# Excerpt:
#####

For headphone playback, especially when doing “3D”, “binaural” or “immersive”, one of the common problems is the mismatch between the listener’s own and the simulated HRTFs. Similar to the reason 3. for the speaker playback, mismatched HRTFs can also push more energy into the frequency bands associated by the brain with vertical source placement. This is a quote from the interview with the “father” of the Neumann KU-100 dummy head Stephan Peus describing this problem in the context of binaural recordings made with it:

We have also changed the “pitch angle” of the ears somewhat. In listening tests with the KU 81, it had been noticed that sound sources in the horizontal plane usually tended to be perceived slightly upward during reproduction. This is related to a characteristic “dip” in the horizontal frequency response of our outer ears. For every natural ear, that dip is at a slightly different frequency. This does not interfere with natural hearing, because we “adjust” the location of sound sources with the help of our eyes throughout our lives. If we are now given a certain configuration by the dummy head, we cannot correct visually. As it happened, the aforementioned dip in the horizontal frequency response of the KU 81 caused sound events from the front to be perceived as slightly shifted upward. In the KU 100, we therefore adjusted the angles of the ear cups relative to the vertical so that the imaging is now correct horizontally and vertically.

Now, imagine what happens when we simulate speaker playback over headphones, via HRTFs of a dummy head! I suppose, all of these problems combine and affect the perception of the phantom center even stronger. I can’t fix the HRTF issue because in my processor I just use the HRTFs of the KU-100 head (via the IEM BinauralDecoder plugin). However, I was able to some extent fix the “fuzziness” of the phantom center.

My approach uses the same idea as speaker crosstalk cancellation, however in my case I did not have to use any actual XTC filters. First, let’s recap the essence of my approach. Using a stereo speaker setup and an Ambisonics microphone I have captured transfer functions between each speaker and each microphone capsule in order to simulate real-time recording of the speakers by the microphone:

Now we can realize that if we render the left and the right speaker separately (each on its own track), on the output we will get ipsi- and contra-lateral signals for each of them separately—that gives us 4 channels: for each combination of left/right speaker and left/right ear. When mixing these signals for the binaural presentation we can control how much cross-talk we want to have in the end. First I have tried having no cross-talk at all—that’s the ideal XTC! However this did not sound natural at all, resembling very much the regular “headphone sound”, just with extra reverb. The resulting phantom center was very close to the face. I have found that attenuating ipsi-lateral paths by about 6 dB produces the most natural result and yields a very compact and clean sounding phantom center. Recall that HRTFs of the dummy head already incorporate some head shadowing, this is why the extra attenuation does not need to be excessive.

Did it fix the perceived center elevation problem? Yes, it did! However, fixing the phantom center this way had a negative effect on the width of the perceived sound scene—instead of appearing wide in front of me, the left and right sides have now collapsed close to my ears. Why is that? This has reminded me of the dilemma that people often mention on audio forums: why speaker listeners want to reduce the crosstalk between them, while headphone listeners often want to add crosstalk, via cross-feed circuits or plugins? The answer is—they are tackling different problems.

#####

# Extracted material:
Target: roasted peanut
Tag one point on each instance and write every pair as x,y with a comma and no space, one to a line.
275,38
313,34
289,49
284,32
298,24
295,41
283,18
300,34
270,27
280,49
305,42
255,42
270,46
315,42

#####

# Challenges:
[a] Reproduce the portion of the phantom-center excerpt starting with "Did it fix the" and going on through "tackling different problems.".
[b] Carry on the excerpt about the headphone phantom center from its final sentence.
The listing was drawn from a separate source.

# Responses for each task:
[a]
Did it fix the perceived center elevation problem? Yes, it did! However, fixing the phantom center this way had a negative effect on the width of the perceived sound scene—instead of appearing wide in front of me, the left and right sides have now collapsed close to my ears. Why is that? This has reminded me of the dilemma that people often mention on audio forums: why speaker listeners want to reduce the crosstalk between them, while headphone listeners often want to add crosstalk, via cross-feed circuits or plugins? The answer is—they are tackling different problems.

[b]
As I have noted earlier, the XTC is aimed to fix the coloration and fuzziness of the phantom center by attenuating ipsilateral audio paths from stereo speakers to ears, and making the sound waves achieving ears to have the characteristic closer to a “real” center source in front of the listener’s head.

And the cross-feed mostly fixes reproduction of lateral sources in headphones. If we consider hard-panned dry sources that only exist in one of stereo channels, these sound very unnatural on headphones because only one ear receives the signal for them, resulting in “inside the head” localization. This is because lateral sound sources occurring outside of the listener will always be heard by both ears, with natural attenuation from head shadowing, and time of arrival difference.

So it seems that we need to decompose our stereo signal and separate “phantom center” signals from lateral signals. In multi-channel and object-based audio scene representations this decomposition is given, but for stereo sources we have to do some work. I decided to employ the approach similar to the one described in the post Headphone Stereo Improved, Part III. I separated the stereo stream into 3 components:

I thought I could use a multichannel upmixer for this. However, after experimenting with the free SpecWeb tool set and inexpensive Waves UM225 I have realized that although upmixers use conceptually the same approach for components separation, their end goal is a bit different because their target is a multi channel speaker system. Thus they are designed to “spread” virtual sources softly between pairs of speakers, for example, the phantom center is also “translated” into some energy in the left and right channels, but I need to extract it in almost “solo” fashion. Also, in multichannel setups there are typically no dedicated channels for “ambience”, and ambient components are also spread across all channels. It is possible that with some practice I could set up an upmixer to avoid spreading and do what I need, but decided to leave that for later.

So, instead I decided to use the Bertom “Phantom Center” plugin for this operation. But how to extract lateral sources? While the phantom center is composed of fully correlated components, the “residue”—the non-correlated components is composed from a mix of lateral and “diffuse” sounds. So I came up with the following topology for extracting lateral sounds, which uses both the “Phantom Center” and Mid-Side approach:

The idea is that if we invert one of the channels, and process the result via the “Phantom Center”, it will extract the anti-correlated, “diffuse” components. This way we can separate them from lateral components and end up with 3 sound “streams” that I have enumerated above. To illustrate the result, here is how this plugin setup separates a set of Dirac pulses which correspond to different source positions, based on their correlation:

If you want to refresh your understanding of interchannel correlation, please refer to my old post On Mid/Side Equalization. Of course, this decomposition only works correctly for amplitude-panned sources, because the correlation meter in the “Phantom Center” plugin uses zero-lag setting, however in practice this approach yields good results for stereo records.

Note that in the end I have settled on 98% setting for the “Phantom Center” to avoid sharp transitions between the streams.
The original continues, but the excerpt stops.